§ TEKSTFRAGMENT
De balans tussen nuance en een goed verhaal

“Mijn vorige job als regieassistent lag dichter bij mijn opleiding geschiedenis, want daarvoor ging ik op zoek naar archiefmateriaal voor een documentaire over het Antwerpse Centraal Station”, vertelt Nina. “Ik moest op zoek naar interessante protagonisten en verhaallijnen. In mijn huidige werk zijn het doorgaans de regisseurs zelf die ervoor zorgen dat ze hun onderwerp van binnen en van buiten kennen. Als productieleider werk ik dan met hen in tandem om bijvoorbeeld mensen te identificeren en ze te contacteren voor interviews.”

Het is een misvatting dat een documentaire een objectieve weergave van de werkelijkheid is, zeker bij creatieve auteursdocumentaires. Nina legt uit dat deze type films het resultaat zijn van de persoonlijke artistieke visie om het onderwerp, zonder dat de regisseur noodzakelijk op de voorgrond moet treden. “Uiteraard is het wel belangrijk dat het juist is wat de maker vertelt, zeker bij een wetenschappelijke film. In het geval van Isala verzekert de onderzoeksgroep dat ze het eens is met alle informatie die erin voorkomt. Ook het principe ‘niks over ons, zonder ons’ wordt steeds prominenter bij documentaires. Voor Het wonder daaronder vonden de regisseurs het belangrijk om de echte onderzoeksdeelneemsters in beeld te brengen en aan het woord te laten. De Isalawetenschappers vonden dat een fijne benadering: hun kwantitatieve onderzoeksstalen krijgen zo een persoonlijk gezicht. Deze vrouwen werken mee aan de film vanuit hun eigen motivatie.”

§ GETOONDE GEGEVENS
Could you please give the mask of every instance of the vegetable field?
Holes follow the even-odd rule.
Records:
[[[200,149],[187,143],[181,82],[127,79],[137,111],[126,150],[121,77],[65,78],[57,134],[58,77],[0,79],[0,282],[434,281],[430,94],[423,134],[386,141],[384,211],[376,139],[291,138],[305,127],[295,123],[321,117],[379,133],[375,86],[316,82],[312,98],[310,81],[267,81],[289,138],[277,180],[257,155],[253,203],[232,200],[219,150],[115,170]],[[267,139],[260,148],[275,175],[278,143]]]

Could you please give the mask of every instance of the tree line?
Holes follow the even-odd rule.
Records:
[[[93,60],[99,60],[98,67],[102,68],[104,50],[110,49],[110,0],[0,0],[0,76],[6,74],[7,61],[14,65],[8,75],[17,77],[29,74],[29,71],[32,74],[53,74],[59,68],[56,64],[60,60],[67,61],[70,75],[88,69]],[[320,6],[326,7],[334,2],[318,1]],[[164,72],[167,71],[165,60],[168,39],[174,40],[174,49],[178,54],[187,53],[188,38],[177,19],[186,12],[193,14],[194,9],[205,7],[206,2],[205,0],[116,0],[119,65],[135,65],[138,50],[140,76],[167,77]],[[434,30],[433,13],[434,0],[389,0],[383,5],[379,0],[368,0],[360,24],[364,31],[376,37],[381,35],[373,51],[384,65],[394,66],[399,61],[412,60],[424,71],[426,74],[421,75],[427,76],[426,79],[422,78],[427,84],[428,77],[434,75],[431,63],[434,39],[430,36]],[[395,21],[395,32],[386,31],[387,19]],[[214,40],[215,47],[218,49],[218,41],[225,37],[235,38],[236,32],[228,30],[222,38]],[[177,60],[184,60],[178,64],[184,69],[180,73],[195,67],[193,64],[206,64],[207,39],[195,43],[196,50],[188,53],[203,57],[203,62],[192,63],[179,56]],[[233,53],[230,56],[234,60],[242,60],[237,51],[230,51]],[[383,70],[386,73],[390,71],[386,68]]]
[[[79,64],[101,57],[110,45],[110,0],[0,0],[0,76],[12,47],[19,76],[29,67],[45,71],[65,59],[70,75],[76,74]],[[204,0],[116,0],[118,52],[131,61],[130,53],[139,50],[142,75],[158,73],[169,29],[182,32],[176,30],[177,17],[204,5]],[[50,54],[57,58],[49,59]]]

§ PROBEER HET ZELF
Geef een vervolg op het tekstfragment over het maken van documentaires, beginnend na de laatste zin. De gegevens zijn afkomstig uit een andere bron dan het tekstfragment.

§ ANTWOORD HIERONDER
“Onderzoeksresultaten zijn eerder vele tinten grijs dan zwart-witte feiten, terwijl filmmakers een verhaal met een heldere conclusie willen vertellen. Onze vorige wetenschapsfilm, Coral City, ging over onderzoek naar koraalriffen. Die nestelen zich via oceaanstromingen op nieuwe plaatsen. De onderzoekers probeerden daarom uit te zoeken of het nuttig is om niet alleen koraalriffen te beschermen, maar ook gebieden waar ze potentieel kunnen ontstaan. Als filmmakers wilden we stellen dat de marine protected areas moeten worden uitgebreid, maar de wetenschappers waren het daar niet mee eens omdat hun onderzoeksvraag nog niet werd bewezen. Het is dus een balansoefening om ervoor te zorgen dat het verhaal wetenschappelijk correct is, maar ook werkt binnen het medium van film.”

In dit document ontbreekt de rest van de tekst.